(Exercise instructions): Retype the lines below without any change, starting at the line that contains "target: <item>metal pole</item>" and ending at the line that contains "157 158 L 157".

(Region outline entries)

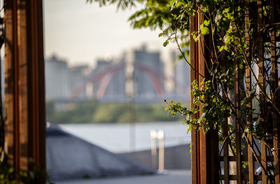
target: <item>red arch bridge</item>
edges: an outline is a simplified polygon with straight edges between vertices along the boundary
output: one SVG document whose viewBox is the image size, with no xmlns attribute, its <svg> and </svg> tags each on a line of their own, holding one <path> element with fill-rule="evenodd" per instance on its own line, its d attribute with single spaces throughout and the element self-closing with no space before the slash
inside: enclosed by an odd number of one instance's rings
<svg viewBox="0 0 280 184">
<path fill-rule="evenodd" d="M 85 90 L 88 83 L 94 84 L 99 83 L 100 85 L 97 90 L 96 96 L 98 99 L 102 99 L 111 80 L 118 72 L 125 69 L 125 63 L 121 62 L 112 66 L 108 66 L 98 71 L 97 73 L 88 77 L 83 83 L 80 84 L 77 88 L 73 90 L 71 92 L 70 99 L 76 99 L 80 93 Z M 144 64 L 137 62 L 134 63 L 134 67 L 141 71 L 148 77 L 158 97 L 162 97 L 164 94 L 164 87 L 160 83 L 160 78 L 163 78 L 164 81 L 172 80 L 174 81 L 176 87 L 178 87 L 180 92 L 187 92 L 187 88 L 185 85 L 176 81 L 172 77 L 166 77 L 161 71 L 153 70 Z"/>
</svg>

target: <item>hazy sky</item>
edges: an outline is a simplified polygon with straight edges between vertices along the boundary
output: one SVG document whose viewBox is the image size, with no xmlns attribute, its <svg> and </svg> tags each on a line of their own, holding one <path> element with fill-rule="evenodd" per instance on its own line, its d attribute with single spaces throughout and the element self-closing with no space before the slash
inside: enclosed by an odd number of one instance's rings
<svg viewBox="0 0 280 184">
<path fill-rule="evenodd" d="M 72 64 L 92 64 L 97 58 L 118 56 L 144 43 L 167 52 L 170 47 L 163 48 L 160 30 L 130 27 L 127 20 L 134 11 L 100 8 L 85 0 L 45 0 L 45 55 L 56 53 Z"/>
</svg>

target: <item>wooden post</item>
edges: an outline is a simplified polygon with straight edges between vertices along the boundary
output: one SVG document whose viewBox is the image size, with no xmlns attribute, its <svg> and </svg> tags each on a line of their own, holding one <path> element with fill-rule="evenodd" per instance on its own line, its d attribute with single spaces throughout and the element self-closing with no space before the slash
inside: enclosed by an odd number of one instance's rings
<svg viewBox="0 0 280 184">
<path fill-rule="evenodd" d="M 5 1 L 6 151 L 15 171 L 46 169 L 43 6 Z M 43 180 L 43 177 L 42 177 Z"/>
<path fill-rule="evenodd" d="M 249 36 L 249 29 L 250 29 L 250 10 L 249 10 L 249 0 L 245 1 L 245 44 L 248 45 L 248 48 L 250 46 L 250 36 Z M 250 70 L 250 66 L 251 65 L 251 53 L 249 49 L 246 49 L 246 59 L 247 65 L 246 66 L 246 97 L 247 98 L 247 104 L 246 107 L 248 109 L 252 111 L 252 100 L 251 99 L 251 85 L 252 85 L 252 79 L 251 79 L 251 73 Z M 247 124 L 251 124 L 253 120 L 252 113 L 250 113 L 246 116 L 247 118 Z M 253 148 L 253 136 L 252 134 L 249 134 L 248 136 L 248 141 Z M 253 161 L 253 151 L 250 148 L 250 146 L 248 145 L 248 179 L 250 183 L 254 183 L 254 161 Z"/>
<path fill-rule="evenodd" d="M 203 19 L 200 13 L 195 17 L 190 17 L 190 30 L 197 31 L 200 24 L 199 22 L 202 22 Z M 191 35 L 190 40 L 190 63 L 196 70 L 190 70 L 190 82 L 196 80 L 200 85 L 201 82 L 206 80 L 209 76 L 206 64 L 210 64 L 210 57 L 209 50 L 205 49 L 205 44 L 209 44 L 207 47 L 211 48 L 209 45 L 211 42 L 209 36 L 203 35 L 201 35 L 197 42 L 193 41 Z M 203 76 L 206 76 L 206 78 Z M 192 94 L 191 99 L 193 99 Z M 191 106 L 195 108 L 193 104 Z M 199 117 L 201 114 L 197 113 L 197 115 Z M 192 129 L 191 139 L 192 183 L 218 183 L 219 171 L 218 132 L 211 129 L 205 134 L 202 129 L 197 132 Z"/>
</svg>

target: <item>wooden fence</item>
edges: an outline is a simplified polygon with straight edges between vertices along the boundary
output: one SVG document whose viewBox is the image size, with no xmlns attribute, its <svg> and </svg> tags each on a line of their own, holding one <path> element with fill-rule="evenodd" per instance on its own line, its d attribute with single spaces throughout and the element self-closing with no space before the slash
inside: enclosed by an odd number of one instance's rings
<svg viewBox="0 0 280 184">
<path fill-rule="evenodd" d="M 269 76 L 271 79 L 272 84 L 270 85 L 270 90 L 273 92 L 278 92 L 278 72 L 277 72 L 277 55 L 279 51 L 279 37 L 276 36 L 275 31 L 275 26 L 279 24 L 279 10 L 276 8 L 274 3 L 279 3 L 277 1 L 270 0 L 263 1 L 258 0 L 255 2 L 250 2 L 245 1 L 245 43 L 250 45 L 250 38 L 248 32 L 248 23 L 251 21 L 249 8 L 255 7 L 258 8 L 258 22 L 257 30 L 258 36 L 258 52 L 259 72 L 258 76 L 256 76 L 258 80 L 260 87 L 267 89 L 265 76 L 264 68 L 266 64 L 264 61 L 265 49 L 268 49 L 270 52 L 270 61 L 268 62 L 271 66 L 271 73 Z M 263 20 L 263 6 L 270 6 L 270 16 L 269 17 L 269 23 L 270 26 L 266 26 L 266 22 Z M 197 13 L 194 17 L 190 17 L 190 29 L 198 31 L 200 22 L 203 20 L 203 16 Z M 265 34 L 265 31 L 267 31 Z M 268 33 L 267 33 L 268 31 Z M 202 36 L 200 41 L 195 42 L 190 36 L 190 64 L 200 73 L 205 76 L 206 78 L 209 78 L 209 74 L 207 73 L 206 64 L 211 65 L 209 62 L 209 50 L 205 49 L 205 46 L 211 47 L 209 44 L 211 38 L 206 36 Z M 268 45 L 268 48 L 267 48 Z M 267 47 L 267 48 L 265 48 Z M 246 50 L 247 58 L 250 57 L 250 50 Z M 252 87 L 252 76 L 251 69 L 248 66 L 251 66 L 250 59 L 248 59 L 247 67 L 245 69 L 245 78 L 243 79 L 245 83 L 245 86 L 247 92 L 250 91 Z M 238 67 L 238 62 L 234 64 L 235 68 Z M 226 70 L 225 62 L 223 64 L 222 70 L 223 72 Z M 237 108 L 236 112 L 238 113 L 241 104 L 241 92 L 240 92 L 240 75 L 237 72 L 234 77 L 234 103 Z M 200 83 L 203 78 L 197 74 L 197 72 L 194 70 L 191 71 L 190 80 L 193 81 L 196 80 Z M 242 80 L 242 79 L 241 79 Z M 259 90 L 260 99 L 260 111 L 259 118 L 267 118 L 267 105 L 265 101 L 266 92 Z M 279 94 L 279 92 L 277 93 Z M 246 92 L 246 97 L 250 99 L 248 92 Z M 193 98 L 193 97 L 191 97 Z M 279 101 L 279 94 L 272 96 L 273 101 Z M 252 109 L 252 101 L 247 101 L 246 107 L 248 109 Z M 195 104 L 192 104 L 192 108 L 195 108 Z M 199 113 L 197 116 L 201 115 Z M 247 115 L 246 120 L 248 123 L 252 122 L 252 114 Z M 192 183 L 280 183 L 280 173 L 279 173 L 279 117 L 276 113 L 272 113 L 272 130 L 270 139 L 272 143 L 270 145 L 264 141 L 260 143 L 253 138 L 252 135 L 248 135 L 248 142 L 244 141 L 244 138 L 242 138 L 244 129 L 240 127 L 239 123 L 235 123 L 235 134 L 236 140 L 235 152 L 230 151 L 230 145 L 227 140 L 224 141 L 223 144 L 218 144 L 218 132 L 211 130 L 206 134 L 204 134 L 202 130 L 197 132 L 195 129 L 192 130 Z M 227 123 L 223 127 L 222 131 L 224 138 L 228 137 L 228 126 Z M 244 148 L 241 149 L 241 146 Z M 272 148 L 273 147 L 273 148 Z M 219 153 L 219 150 L 221 153 Z M 244 152 L 245 150 L 245 152 Z M 260 169 L 261 168 L 261 169 Z M 261 172 L 258 172 L 261 170 Z"/>
</svg>

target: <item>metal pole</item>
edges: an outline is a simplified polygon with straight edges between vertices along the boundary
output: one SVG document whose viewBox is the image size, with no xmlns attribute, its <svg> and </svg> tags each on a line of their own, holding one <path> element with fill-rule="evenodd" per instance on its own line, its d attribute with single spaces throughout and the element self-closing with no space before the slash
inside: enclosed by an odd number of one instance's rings
<svg viewBox="0 0 280 184">
<path fill-rule="evenodd" d="M 157 158 L 157 137 L 158 133 L 155 129 L 151 129 L 150 132 L 150 141 L 151 141 L 151 154 L 152 154 L 152 168 L 158 169 L 158 158 Z"/>
<path fill-rule="evenodd" d="M 158 150 L 158 170 L 162 171 L 164 170 L 164 132 L 160 129 L 158 133 L 159 140 Z"/>
</svg>

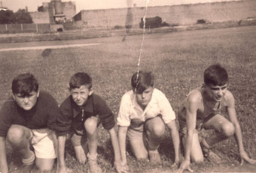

(Task answer):
target: <item>metal pole</item>
edges: an outline is a simplified polygon with straight edges between vertices along the boundary
output: one SVG document whose viewBox is the image size, with no xmlns attribute, its <svg> and </svg> tags each on a line of their own, holding one <path> element with fill-rule="evenodd" per instance on its own line, its d attribute with single spaces throughout and the element self-closing with no space before the slash
inside: enclosed by an odd number of one instance's rings
<svg viewBox="0 0 280 184">
<path fill-rule="evenodd" d="M 157 158 L 157 137 L 158 133 L 155 129 L 151 129 L 150 132 L 150 141 L 151 141 L 151 154 L 152 154 L 152 168 L 158 169 L 158 158 Z"/>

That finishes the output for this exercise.